■ EXCERPTED PASSAGE ■
____
A little backstory first.

My son is 5 and a half, and his father has never seen him. This is at the decision of the 'father', as he doesn't consider his child his simply for the reason that he does not want to have a kid. We had separated a month before I found out that I was pregnant, and the only time he had something to say about the pregnancy (I had contacted him many times while I was pregnant) was that after my son was born - he told me that I should have had an abortion. Kind of too late for that, and I do not believe in termination anyways if it can be helped. I had moved on with my life and have raised my son into a smart and curious young boy. I have never pressed any personal involvement to legal extent with the paternal party, but I have attempted to reach out time to time to give an update or what not. This has met with me being stonewalled, blocked and harassed by his friends via email. (Yes it is his kid, I am not keeping him away from him in any way, he had demanded a court ordered paternity test after my son was born. No that would not have been a chance for him to see his son as he lives half a country away)
____
■ WHAT IS ASKED ■
Carry the backstory about the absent father forward, starting right after its final sentence. The listing below has no connection to the backstory.

■ DATASET SECTION ■
____
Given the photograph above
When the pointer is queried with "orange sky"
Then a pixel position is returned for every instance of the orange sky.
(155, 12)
____
■ TASK OUTPUT ■
My son knows that his 'father' is not in the picture, and that it is not my child's fault. He asks questions every once and a while and I answer them how I can plainly.

While working on a large family tree project, on a lark I searched some of my ex's information online and found a physical address for him that was noted as pretty recent. My ex was in prison last year for selling drugs to an undercover cop, so I am guessing that is why this information was readily avaliable.

My qualm now is that I very badly want to write to him - to tell him how I feel about the whole situation and what he is missing out on. While I have tried to talk in the past, I always gave up - I was scared and didn't know what good it could bring. I am stronger now and what to at least try for my son's sake. I also want to be able to understand a bit more about why he wants nothing to do with his son. While blocking me and harassing me is a pretty firm 'not interested', I guess I want to see if there is a reasoning I can better understand.

I know I shouldn't poke at the bear to say, but I feel that for my sons sake, I need to at least try. We aren't needing for money as I have a great job and can afford the two of us OK, but I don't want to feel that I have failed my son. Any input would be appreciated - I don't want to go into this on a lark. Either way, my son and I are taken care of and happy - with family all around.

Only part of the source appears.